(EXERCISE TEXT):
WASHINGTON (CN) – One month into Supreme Court Justice Neil Gorsuch’s tenure, the Senate Judiciary Committee on Thursday approved its second judicial nomination under President Donald Trump.
By an 11-8 party-line vote the committee sent the nomination of Sixth Circuit nominee Amul Thapar to the Senate floor. The full Senate will still need to approve Thapar, whom Trump called up in March from the U.S. District Court for the Eastern District of Kentucky.
The U.S. Court of Appeals for the Sixth Circuit meets in Cincinnati, hearing cases from Ohio, Kentucky, Michigan and Tennessee.
All Republicans on the committee voted for Thapar, praising his sterling conservative record and disputing claims by Democrats that the judge tended to rule in favor of the wealthy and powerful over regular people.
“His decade-long record speaks for itself,” Judiciary Committee Chairman Sen. Chuck Grassley said before the committee voted on the nomination. “He faithfully applies the law, does equal right for rich and poor. He’ll make a fine Sixth Circuit judge and I’m pleased to support him.”
Like many votes on Trump nominees, no Democrat supported Thapar. The only Democrat who serves on the committee who did not vote against Thapar was Sen. Mazie Hirono. Having announced her kidney cancer diagnosis a day earlier, Hirono who did not register a vote in either direction.
Sen. Dianne Feinstein, the top Democrat on the committee, expressed specific concerns about a ruling from Thapar that struck down Kentucky’s prohibitions against judges making political contributions. Feinstein criticized the opinion, which relied on the Supreme Court’s decision in Citizens United, repeating her belief that money and speech are not the same.
“It is untraceable dark money, after all, that enables secretive organizations to flood the airwaves with multimillion dollar campaigns,” Feinstein said at the hearing.

(DATA FOR REVIEW):
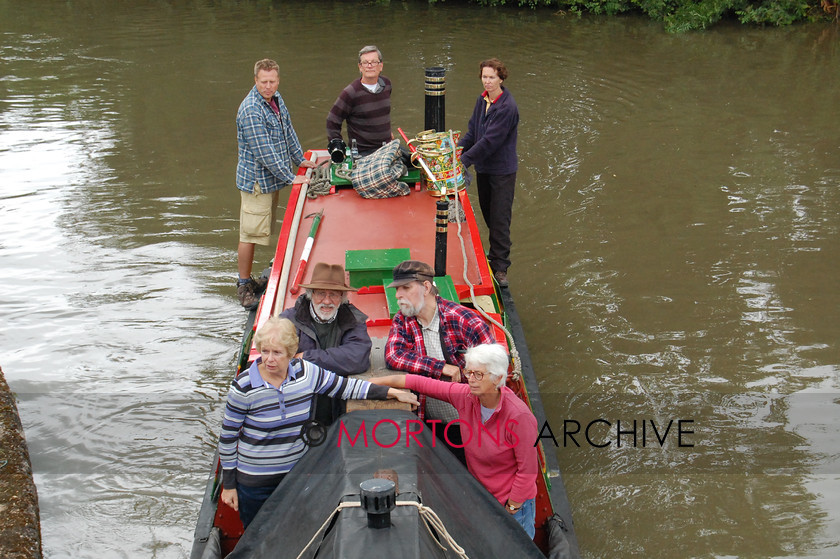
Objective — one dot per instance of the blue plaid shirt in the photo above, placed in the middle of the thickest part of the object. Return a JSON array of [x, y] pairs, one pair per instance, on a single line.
[[269, 149]]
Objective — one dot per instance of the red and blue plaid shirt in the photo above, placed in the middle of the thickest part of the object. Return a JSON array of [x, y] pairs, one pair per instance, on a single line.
[[461, 328]]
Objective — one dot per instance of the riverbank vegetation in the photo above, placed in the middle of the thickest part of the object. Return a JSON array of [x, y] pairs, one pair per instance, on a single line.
[[685, 15]]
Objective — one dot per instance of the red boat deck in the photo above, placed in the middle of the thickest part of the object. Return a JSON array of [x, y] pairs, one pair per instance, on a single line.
[[351, 222]]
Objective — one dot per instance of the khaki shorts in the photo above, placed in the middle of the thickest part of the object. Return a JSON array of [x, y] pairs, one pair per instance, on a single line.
[[258, 216]]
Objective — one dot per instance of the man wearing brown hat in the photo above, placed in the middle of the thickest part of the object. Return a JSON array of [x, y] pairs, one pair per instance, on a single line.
[[429, 334], [332, 331]]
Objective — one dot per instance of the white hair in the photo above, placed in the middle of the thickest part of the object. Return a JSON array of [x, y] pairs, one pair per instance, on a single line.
[[493, 357]]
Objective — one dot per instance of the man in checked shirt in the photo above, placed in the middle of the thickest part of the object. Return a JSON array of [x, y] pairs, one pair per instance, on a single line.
[[269, 155], [429, 336]]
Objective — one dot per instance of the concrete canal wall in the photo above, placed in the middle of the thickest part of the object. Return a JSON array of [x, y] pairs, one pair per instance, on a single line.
[[20, 527]]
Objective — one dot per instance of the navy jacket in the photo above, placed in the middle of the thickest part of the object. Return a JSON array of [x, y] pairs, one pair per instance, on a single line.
[[351, 356], [490, 142]]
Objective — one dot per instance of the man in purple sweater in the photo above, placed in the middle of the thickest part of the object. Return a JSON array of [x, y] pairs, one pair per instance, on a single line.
[[366, 106], [490, 145]]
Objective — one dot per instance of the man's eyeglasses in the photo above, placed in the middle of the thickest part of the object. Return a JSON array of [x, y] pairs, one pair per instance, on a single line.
[[320, 295], [477, 374]]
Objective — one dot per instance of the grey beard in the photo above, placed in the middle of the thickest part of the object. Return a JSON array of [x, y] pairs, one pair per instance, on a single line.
[[410, 310], [317, 315]]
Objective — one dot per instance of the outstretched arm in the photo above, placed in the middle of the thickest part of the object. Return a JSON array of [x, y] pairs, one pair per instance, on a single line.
[[394, 381]]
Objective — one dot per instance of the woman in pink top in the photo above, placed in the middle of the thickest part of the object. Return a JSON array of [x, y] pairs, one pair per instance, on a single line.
[[497, 428]]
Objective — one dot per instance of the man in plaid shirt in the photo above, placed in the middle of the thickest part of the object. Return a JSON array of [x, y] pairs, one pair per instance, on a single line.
[[429, 334], [269, 155]]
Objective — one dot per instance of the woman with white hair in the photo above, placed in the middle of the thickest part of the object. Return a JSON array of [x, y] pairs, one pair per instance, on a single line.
[[497, 428], [265, 412]]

(WHAT NEEDS TO BE DONE): List the states whose cases the Sixth Circuit hears, according to the report above on the Thapar nomination.

(EXPECTED ANSWER): Ohio, Kentucky, Michigan, Tennessee